> [GOAL OF THE EXERCISE]: Count the lines in the entries below that contain the word "thumb", and reply with that number alone.
* BEGIN EXTRACTED RECORDS *
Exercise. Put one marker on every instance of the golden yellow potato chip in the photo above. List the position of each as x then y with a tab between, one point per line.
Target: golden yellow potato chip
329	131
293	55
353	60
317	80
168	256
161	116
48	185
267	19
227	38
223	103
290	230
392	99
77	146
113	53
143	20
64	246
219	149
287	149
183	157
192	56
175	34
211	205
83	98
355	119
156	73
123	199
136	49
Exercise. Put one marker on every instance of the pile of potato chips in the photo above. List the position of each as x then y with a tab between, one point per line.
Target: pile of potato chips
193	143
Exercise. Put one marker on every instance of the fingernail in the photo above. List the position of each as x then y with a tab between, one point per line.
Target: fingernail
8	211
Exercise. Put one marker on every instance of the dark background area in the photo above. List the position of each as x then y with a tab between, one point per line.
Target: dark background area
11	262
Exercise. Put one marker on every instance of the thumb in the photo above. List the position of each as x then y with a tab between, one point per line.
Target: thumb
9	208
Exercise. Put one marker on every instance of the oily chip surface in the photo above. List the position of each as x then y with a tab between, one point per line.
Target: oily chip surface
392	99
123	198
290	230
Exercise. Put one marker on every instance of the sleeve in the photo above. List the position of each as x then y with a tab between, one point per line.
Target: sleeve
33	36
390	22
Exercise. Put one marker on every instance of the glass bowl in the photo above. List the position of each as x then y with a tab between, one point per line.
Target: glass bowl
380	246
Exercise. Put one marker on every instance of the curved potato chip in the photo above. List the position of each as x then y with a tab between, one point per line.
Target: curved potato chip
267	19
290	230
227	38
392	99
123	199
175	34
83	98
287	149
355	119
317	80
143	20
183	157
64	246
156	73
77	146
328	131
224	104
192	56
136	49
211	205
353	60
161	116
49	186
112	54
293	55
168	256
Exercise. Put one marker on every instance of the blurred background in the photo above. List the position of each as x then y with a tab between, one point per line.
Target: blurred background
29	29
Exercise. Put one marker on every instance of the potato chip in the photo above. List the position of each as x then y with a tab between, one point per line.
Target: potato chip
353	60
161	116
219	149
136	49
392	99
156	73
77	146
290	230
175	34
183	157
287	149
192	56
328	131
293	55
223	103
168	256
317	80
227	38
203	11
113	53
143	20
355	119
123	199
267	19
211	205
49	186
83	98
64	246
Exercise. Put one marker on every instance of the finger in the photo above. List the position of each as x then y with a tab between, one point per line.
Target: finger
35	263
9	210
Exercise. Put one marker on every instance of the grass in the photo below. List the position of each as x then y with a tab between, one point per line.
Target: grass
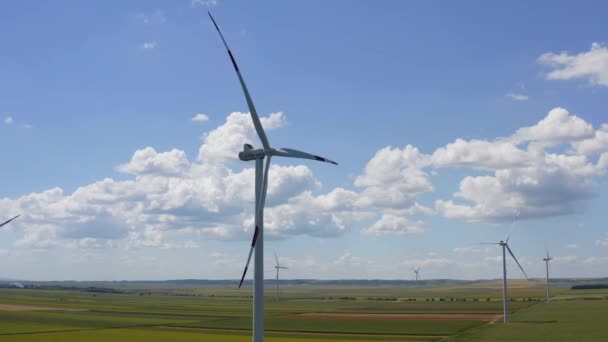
219	314
568	320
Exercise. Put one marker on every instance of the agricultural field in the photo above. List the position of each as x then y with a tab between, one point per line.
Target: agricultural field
469	312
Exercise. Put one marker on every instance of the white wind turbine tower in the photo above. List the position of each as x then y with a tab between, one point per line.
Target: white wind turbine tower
416	270
546	260
278	267
2	224
261	185
505	247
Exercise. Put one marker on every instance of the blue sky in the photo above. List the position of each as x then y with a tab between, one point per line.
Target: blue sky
83	87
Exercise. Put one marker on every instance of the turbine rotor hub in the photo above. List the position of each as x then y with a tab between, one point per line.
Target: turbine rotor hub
249	153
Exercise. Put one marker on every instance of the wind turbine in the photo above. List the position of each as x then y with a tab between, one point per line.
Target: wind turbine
416	270
278	267
2	224
546	260
261	185
505	247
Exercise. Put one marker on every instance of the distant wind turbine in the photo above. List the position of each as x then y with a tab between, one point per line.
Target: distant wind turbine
416	270
278	267
2	224
505	247
546	260
261	185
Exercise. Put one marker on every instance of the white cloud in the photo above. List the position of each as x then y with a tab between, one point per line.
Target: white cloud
148	45
200	117
517	96
525	178
602	242
463	250
557	127
148	161
170	197
155	17
395	225
596	144
206	3
591	65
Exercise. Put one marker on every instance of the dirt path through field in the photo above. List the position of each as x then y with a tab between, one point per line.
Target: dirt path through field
306	333
14	307
398	317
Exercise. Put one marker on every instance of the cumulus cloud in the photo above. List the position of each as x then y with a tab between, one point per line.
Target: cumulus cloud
205	3
148	45
200	117
525	177
517	96
169	197
154	17
395	225
602	242
591	65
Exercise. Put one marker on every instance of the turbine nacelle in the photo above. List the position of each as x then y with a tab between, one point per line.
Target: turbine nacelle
249	153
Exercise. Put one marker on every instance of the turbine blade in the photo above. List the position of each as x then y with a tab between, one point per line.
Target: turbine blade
291	153
9	220
518	264
257	218
254	114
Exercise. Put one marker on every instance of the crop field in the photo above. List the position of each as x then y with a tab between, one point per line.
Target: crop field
456	313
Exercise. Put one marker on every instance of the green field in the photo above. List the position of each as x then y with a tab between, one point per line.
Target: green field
415	313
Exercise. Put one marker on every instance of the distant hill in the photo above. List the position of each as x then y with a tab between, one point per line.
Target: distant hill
99	285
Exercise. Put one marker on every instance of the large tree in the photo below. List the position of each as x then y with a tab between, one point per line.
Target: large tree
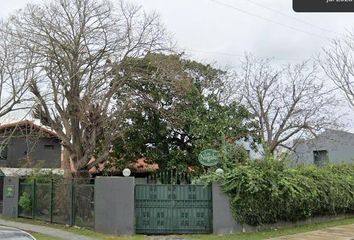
15	73
171	123
77	47
286	101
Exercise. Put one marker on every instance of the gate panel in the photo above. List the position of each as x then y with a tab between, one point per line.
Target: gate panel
162	209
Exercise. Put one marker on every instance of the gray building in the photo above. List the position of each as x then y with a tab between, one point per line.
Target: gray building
25	145
332	146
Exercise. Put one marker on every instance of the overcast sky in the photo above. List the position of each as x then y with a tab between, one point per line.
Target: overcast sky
222	30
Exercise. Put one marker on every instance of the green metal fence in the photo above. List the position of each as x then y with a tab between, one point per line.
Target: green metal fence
164	209
68	202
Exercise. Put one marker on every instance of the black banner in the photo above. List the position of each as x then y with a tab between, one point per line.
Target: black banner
323	5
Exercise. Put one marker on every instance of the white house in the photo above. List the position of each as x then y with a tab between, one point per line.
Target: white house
331	146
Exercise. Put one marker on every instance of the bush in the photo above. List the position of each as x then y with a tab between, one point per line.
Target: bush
267	192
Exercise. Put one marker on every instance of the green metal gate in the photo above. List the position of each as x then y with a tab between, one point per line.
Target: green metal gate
163	209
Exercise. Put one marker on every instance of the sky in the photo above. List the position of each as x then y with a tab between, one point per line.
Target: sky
221	31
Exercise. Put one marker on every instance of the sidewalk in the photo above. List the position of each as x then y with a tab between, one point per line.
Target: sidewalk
345	232
44	230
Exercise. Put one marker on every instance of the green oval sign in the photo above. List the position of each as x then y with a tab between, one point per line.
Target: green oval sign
209	157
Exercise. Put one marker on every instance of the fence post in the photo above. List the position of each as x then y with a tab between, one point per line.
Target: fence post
72	204
51	200
34	199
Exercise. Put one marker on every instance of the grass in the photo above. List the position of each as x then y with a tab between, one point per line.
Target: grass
39	236
243	236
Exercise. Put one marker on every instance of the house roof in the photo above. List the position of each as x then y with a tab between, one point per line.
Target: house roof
27	123
138	166
20	172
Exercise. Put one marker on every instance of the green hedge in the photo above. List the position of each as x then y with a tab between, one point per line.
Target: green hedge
268	192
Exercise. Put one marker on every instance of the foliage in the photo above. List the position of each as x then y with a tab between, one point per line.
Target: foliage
25	201
180	114
267	191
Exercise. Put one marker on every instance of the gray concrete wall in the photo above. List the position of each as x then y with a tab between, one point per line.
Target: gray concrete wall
223	221
10	203
339	144
114	205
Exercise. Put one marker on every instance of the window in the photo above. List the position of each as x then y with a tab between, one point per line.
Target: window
3	152
320	157
48	147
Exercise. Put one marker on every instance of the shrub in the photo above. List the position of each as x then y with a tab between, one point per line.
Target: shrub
267	192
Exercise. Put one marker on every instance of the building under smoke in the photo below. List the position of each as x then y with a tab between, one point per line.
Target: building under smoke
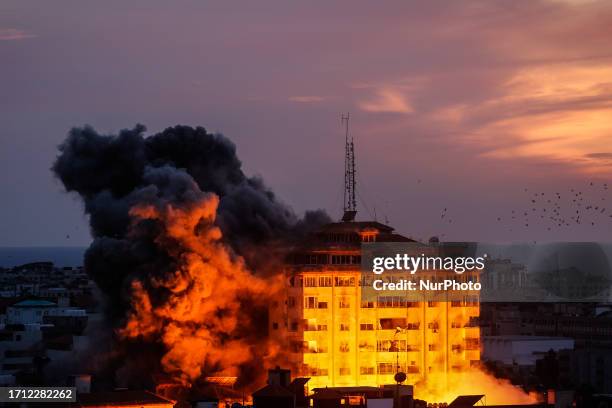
* END EXTRACTED RECORDS *
> [ANSWER FOR THIS EXERCISE]: 2